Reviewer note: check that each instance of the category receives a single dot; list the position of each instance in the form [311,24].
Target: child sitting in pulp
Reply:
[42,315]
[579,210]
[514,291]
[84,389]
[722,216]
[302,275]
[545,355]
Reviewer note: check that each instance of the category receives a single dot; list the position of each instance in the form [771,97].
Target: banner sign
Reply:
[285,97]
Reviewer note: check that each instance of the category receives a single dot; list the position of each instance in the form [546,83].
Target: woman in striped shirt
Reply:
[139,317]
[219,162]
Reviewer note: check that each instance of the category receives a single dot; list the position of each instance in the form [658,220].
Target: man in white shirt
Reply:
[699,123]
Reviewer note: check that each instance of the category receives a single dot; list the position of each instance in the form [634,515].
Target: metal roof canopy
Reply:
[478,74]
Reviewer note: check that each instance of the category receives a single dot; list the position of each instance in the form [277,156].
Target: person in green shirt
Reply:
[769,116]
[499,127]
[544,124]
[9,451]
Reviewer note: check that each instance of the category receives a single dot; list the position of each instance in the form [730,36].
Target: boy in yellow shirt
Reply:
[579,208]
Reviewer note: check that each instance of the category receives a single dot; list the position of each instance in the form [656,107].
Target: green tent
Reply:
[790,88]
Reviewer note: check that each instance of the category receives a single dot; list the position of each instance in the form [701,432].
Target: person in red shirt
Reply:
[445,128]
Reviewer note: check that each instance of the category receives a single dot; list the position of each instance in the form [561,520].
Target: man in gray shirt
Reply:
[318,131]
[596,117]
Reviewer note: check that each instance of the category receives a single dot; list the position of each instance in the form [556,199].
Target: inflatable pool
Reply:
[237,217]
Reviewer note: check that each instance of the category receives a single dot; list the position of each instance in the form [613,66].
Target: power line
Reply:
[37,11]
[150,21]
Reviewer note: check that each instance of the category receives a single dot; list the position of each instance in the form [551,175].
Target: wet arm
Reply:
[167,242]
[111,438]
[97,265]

——————————

▸ Problem: Write out, exactly as given, the line containing "Target: person in green shirt" and every line after it to the end of the records. Include nothing else.

▸ Response area:
Target: person in green shirt
Reply:
[769,116]
[499,127]
[544,124]
[9,451]
Reviewer note: check that each instance of the category receives a single dot; list the position of each instance in the form [730,36].
Target: boy in yellow shirt
Reply:
[579,208]
Reviewer note: check that each instance of the category receives a single dot; list the position of each instance in the form [656,107].
Target: green tent
Reply:
[790,88]
Reviewer note: check that each instance of the category receives a single dot; list the position of each instance in the form [701,432].
Target: person in red shirt
Reply:
[445,128]
Reviewer note: check that each instance of the category receives a single dot; list the position of each instance in the form [561,520].
Target: man in gray shirt
Reply:
[318,131]
[596,117]
Reviewer note: check that each instance of the category receives a single dot; list the position of each instance in the form [556,199].
Target: inflatable pool
Reply:
[237,217]
Reviewer note: check that each instance of the category receives a single dot; list the position of each instance in the form [613,66].
Target: power line
Reply:
[37,11]
[150,21]
Reviewer note: check that each instance of the category receives a single dot; list the position of each instance in the form [551,175].
Target: wet arm
Reply:
[167,242]
[111,438]
[97,265]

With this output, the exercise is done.